_AUSGEWÄHLTER TEXTAUSZUG_:
○ ○ ○
Die mit Zustimmung der Europäischen Kommission beschlossenen außerordentlichen Haushaltsstützungsmaßnahmen haben dazu beigetragen, die Coronakrise und die Auswirkungen der Energiekrise deutlich zu mildern. Sie haben jedoch den haushaltspolitischen Spielraum einiger Länder in der Eurozone deutlich verringert. Natürlich verringert die strengere Aufsicht des Bankensektors – vor allem die Anhebung der Eigenkapitalanforderungen – das Risiko, dass die Bedenken um die Zahlungsfähigkeit von Banken und Staaten einen Teufelskreis in Gang setzen. Zwar werden die durchschnittlichen Kosten der Verschuldung noch einige Jahre lang moderat bleiben, da die Länder in der Regel die niedrigen Zinsen vor der Pandemie genutzt haben, um die Laufzeit ihrer Schulden zu verlängern, aber dennoch soll der Privatsektor im Jahr 2024 eine große Menge an Emissionen aufnehmen (etwas mehr als 1200 Milliarden Euro Bruttoemissionen). Vor dem Hintergrund hoher Zinssätze, ungünstiger Wachstumspotenziale und eines hohen Investitionsbedarfs könnte die Glaubwürdigkeit der Staaten in Bezug auf ihre Haushalte auf den Prüfstand gestellt werden.
○ ○ ○
_DATENTEIL_:
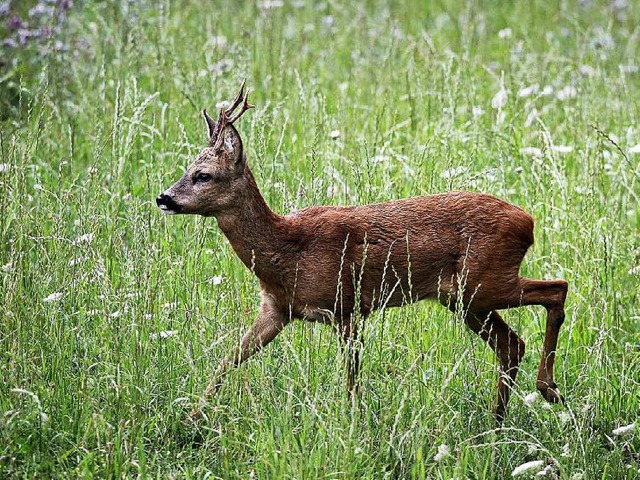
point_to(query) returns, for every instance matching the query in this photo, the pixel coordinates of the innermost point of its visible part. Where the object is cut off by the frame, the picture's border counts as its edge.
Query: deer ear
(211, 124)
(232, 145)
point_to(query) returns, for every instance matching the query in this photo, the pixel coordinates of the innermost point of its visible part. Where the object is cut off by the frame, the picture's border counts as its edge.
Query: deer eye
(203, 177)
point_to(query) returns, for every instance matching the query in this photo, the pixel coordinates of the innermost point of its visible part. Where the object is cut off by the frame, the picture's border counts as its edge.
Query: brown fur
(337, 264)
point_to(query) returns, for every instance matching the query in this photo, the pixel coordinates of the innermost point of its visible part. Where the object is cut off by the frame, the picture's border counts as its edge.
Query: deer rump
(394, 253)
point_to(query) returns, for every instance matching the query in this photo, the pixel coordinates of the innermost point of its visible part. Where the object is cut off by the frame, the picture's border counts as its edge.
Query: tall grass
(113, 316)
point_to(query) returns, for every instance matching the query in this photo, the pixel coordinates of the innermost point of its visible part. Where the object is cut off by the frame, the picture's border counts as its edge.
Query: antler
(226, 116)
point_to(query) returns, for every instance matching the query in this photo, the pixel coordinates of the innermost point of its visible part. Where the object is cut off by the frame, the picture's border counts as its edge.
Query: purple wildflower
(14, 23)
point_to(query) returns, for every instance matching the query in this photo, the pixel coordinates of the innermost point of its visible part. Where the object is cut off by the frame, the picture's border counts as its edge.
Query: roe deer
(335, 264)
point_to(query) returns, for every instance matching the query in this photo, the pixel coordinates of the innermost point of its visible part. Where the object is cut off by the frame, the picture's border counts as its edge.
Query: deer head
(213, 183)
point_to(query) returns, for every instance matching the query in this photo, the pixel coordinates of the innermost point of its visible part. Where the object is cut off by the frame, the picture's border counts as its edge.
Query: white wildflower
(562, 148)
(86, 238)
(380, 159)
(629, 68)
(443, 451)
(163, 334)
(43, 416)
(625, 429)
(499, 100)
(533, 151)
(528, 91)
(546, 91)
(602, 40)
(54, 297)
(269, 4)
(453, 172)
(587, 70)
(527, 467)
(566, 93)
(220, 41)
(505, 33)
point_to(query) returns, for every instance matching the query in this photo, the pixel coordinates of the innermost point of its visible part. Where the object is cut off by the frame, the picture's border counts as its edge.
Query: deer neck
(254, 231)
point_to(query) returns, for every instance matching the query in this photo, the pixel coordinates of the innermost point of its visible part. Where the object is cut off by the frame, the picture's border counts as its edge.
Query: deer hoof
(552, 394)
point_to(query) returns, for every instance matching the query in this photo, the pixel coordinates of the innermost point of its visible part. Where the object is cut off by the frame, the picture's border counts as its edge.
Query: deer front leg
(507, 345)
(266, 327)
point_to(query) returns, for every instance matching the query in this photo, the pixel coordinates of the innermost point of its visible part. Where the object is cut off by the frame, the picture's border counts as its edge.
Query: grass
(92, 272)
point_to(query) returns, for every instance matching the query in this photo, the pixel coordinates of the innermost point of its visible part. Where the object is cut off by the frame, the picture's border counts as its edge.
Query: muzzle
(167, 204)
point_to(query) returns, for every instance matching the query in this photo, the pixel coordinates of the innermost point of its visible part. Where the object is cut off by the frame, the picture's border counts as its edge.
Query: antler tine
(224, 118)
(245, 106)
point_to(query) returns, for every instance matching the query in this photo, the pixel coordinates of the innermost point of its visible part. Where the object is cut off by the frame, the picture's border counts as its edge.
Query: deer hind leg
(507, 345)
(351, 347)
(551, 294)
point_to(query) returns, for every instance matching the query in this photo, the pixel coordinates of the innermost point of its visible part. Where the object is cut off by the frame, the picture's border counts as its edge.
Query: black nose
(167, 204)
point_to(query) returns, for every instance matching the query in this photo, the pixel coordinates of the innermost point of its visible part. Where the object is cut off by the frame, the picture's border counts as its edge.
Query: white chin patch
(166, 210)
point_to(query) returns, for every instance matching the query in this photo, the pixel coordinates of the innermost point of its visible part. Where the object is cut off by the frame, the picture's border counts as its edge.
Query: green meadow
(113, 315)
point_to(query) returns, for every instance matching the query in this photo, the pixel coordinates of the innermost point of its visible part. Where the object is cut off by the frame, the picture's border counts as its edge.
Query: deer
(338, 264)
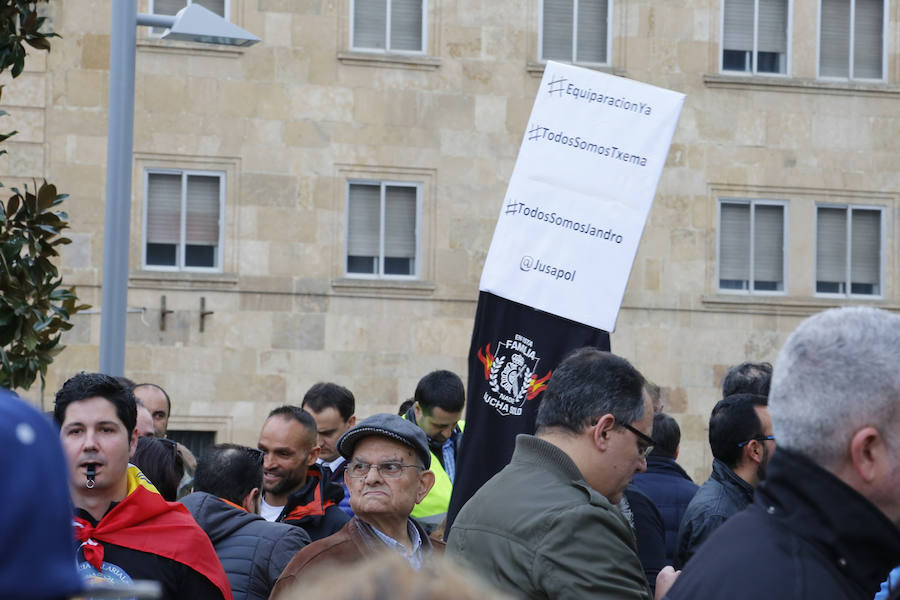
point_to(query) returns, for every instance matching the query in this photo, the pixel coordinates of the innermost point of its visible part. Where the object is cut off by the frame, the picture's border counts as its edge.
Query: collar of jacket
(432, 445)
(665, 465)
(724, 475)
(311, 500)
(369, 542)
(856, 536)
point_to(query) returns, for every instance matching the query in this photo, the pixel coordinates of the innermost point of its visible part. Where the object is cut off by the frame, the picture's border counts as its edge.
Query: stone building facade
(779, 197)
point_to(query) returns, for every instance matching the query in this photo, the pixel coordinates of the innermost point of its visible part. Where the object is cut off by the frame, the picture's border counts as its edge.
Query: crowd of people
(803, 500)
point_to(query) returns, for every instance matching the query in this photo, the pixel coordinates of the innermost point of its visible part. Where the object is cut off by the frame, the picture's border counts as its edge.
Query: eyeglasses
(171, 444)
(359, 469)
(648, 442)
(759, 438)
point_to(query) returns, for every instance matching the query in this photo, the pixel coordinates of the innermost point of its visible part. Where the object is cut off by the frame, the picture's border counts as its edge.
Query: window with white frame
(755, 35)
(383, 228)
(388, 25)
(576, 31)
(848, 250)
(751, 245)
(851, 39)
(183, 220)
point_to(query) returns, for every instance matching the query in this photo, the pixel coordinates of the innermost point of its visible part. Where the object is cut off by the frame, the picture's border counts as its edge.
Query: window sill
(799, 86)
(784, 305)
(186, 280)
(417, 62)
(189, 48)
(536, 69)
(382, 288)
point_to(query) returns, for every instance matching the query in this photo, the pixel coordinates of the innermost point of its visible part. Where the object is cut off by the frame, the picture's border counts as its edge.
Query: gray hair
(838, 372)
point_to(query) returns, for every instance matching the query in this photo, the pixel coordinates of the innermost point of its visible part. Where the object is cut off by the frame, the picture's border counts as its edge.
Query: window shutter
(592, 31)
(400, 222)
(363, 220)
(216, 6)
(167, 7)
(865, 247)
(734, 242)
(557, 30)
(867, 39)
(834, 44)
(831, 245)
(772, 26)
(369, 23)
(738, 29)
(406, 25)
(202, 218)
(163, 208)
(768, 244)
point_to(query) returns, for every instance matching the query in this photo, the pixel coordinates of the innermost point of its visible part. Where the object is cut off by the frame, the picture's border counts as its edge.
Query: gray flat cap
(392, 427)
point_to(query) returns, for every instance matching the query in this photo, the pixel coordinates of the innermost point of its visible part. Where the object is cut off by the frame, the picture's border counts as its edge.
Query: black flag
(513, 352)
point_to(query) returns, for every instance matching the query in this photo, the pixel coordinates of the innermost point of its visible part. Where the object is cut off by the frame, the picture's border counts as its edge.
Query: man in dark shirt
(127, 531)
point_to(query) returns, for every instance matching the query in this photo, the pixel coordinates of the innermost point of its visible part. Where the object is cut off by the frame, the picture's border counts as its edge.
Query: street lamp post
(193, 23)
○ ○ ○
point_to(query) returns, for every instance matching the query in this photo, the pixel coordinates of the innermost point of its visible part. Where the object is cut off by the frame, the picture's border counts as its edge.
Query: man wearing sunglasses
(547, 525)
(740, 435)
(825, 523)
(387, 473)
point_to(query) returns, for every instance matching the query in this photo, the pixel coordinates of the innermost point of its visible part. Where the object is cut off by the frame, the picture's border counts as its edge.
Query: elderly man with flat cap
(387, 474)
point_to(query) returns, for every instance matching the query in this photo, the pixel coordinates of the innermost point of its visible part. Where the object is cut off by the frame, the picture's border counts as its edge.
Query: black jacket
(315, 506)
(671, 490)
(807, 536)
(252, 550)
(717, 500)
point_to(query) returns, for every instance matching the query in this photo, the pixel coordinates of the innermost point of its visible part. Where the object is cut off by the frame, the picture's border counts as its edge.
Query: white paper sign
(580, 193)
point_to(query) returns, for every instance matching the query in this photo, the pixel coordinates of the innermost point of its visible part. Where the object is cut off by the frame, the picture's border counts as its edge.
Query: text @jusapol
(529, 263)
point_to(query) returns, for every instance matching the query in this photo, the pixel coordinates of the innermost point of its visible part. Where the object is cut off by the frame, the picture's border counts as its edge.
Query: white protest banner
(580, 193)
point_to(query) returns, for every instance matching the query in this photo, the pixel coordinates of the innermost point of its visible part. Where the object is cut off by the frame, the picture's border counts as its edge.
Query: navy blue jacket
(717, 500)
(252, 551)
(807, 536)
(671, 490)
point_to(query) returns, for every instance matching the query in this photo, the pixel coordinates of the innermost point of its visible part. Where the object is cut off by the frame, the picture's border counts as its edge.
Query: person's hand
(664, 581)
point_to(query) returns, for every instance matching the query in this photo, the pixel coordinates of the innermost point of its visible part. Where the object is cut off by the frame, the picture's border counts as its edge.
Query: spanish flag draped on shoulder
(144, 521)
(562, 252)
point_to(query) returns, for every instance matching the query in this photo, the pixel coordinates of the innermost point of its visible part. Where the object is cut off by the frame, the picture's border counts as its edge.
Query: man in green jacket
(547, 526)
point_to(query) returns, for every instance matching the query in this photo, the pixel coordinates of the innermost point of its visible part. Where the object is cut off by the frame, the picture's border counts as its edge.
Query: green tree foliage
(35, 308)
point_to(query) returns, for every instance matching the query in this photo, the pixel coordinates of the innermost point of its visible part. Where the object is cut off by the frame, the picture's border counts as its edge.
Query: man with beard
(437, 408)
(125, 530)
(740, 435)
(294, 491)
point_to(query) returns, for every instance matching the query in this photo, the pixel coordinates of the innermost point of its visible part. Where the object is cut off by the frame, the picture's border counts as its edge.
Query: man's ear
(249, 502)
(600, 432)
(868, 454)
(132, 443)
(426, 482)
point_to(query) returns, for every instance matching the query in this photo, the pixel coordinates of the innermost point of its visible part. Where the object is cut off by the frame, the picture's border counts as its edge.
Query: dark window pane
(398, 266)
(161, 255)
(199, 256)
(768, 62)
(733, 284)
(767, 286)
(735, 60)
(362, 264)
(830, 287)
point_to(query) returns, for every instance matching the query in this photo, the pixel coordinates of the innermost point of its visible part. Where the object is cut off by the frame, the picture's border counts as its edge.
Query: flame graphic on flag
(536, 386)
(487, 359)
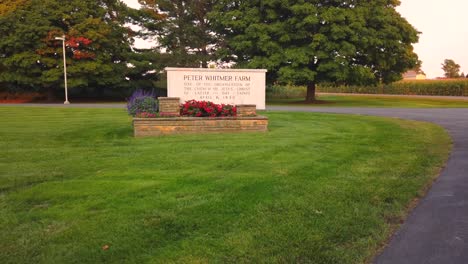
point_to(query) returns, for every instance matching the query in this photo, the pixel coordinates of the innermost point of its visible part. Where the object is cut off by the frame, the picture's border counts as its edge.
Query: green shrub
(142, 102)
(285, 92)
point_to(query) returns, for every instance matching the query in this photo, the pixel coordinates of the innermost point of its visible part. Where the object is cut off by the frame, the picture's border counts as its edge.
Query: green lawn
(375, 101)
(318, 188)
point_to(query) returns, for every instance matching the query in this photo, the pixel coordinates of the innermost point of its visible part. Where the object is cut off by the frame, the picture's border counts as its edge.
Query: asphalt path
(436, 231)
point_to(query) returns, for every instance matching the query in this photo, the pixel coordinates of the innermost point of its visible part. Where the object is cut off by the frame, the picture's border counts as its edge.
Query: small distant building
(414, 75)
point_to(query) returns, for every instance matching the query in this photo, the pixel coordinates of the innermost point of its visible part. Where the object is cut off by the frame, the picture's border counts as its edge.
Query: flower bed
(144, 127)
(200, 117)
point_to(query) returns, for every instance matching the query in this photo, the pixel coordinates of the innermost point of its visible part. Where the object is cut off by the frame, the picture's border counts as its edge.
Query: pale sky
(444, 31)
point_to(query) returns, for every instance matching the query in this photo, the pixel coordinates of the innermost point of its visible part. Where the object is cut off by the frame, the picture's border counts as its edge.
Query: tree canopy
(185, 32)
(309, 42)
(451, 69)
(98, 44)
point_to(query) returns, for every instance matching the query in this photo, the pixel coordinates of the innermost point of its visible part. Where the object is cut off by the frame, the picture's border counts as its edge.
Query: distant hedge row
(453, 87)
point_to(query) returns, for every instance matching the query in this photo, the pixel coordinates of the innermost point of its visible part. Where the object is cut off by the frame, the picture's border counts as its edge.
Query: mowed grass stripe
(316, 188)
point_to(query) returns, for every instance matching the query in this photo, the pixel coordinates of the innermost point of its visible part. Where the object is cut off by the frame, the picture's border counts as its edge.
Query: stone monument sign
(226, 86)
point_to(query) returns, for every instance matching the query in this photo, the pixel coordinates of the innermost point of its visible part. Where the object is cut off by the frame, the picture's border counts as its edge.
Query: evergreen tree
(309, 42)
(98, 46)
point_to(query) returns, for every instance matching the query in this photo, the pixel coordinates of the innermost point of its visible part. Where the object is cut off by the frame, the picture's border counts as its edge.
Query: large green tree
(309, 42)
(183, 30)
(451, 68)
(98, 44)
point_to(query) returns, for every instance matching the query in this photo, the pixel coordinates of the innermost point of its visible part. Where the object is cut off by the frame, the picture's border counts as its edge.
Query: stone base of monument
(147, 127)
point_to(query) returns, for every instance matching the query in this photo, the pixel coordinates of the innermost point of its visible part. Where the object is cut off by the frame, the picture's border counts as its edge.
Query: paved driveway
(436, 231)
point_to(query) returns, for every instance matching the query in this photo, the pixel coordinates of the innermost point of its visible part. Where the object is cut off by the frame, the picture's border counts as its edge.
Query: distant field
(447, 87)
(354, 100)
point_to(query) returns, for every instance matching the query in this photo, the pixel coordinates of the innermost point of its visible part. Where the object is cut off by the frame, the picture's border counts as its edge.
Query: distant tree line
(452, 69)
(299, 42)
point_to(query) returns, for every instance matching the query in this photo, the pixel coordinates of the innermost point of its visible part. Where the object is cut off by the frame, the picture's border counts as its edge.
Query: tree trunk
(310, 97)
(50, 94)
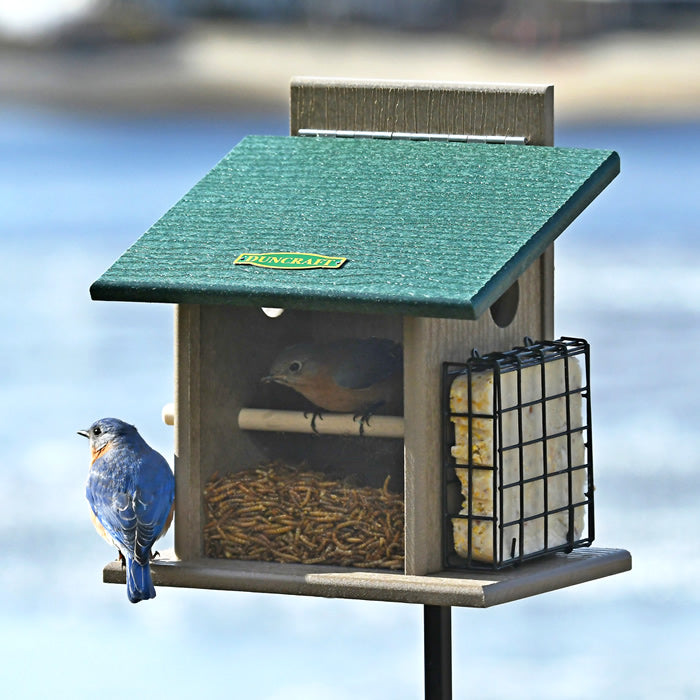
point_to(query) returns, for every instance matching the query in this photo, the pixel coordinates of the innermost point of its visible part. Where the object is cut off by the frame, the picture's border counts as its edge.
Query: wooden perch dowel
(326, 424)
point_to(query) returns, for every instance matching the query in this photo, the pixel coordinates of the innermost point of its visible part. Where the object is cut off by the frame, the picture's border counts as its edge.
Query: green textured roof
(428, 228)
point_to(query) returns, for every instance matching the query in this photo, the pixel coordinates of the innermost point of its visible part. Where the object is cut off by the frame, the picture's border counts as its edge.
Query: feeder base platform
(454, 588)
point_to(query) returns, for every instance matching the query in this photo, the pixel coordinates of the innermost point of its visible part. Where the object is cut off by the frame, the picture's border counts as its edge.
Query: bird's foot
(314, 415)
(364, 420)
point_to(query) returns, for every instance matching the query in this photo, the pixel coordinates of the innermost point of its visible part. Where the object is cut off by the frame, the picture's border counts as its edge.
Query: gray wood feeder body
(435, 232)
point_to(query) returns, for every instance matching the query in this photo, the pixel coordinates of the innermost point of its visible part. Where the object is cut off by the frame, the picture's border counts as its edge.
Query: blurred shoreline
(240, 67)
○ ○ ○
_AUFGABE_:
Geben Sie an, wie hoch laut dem Textauszug die Bruttoemissionen sind, die der Privatsektor im Jahr 2024 aufnehmen soll.

_LÖSUNG_:
Etwas mehr als 1200 Milliarden Euro.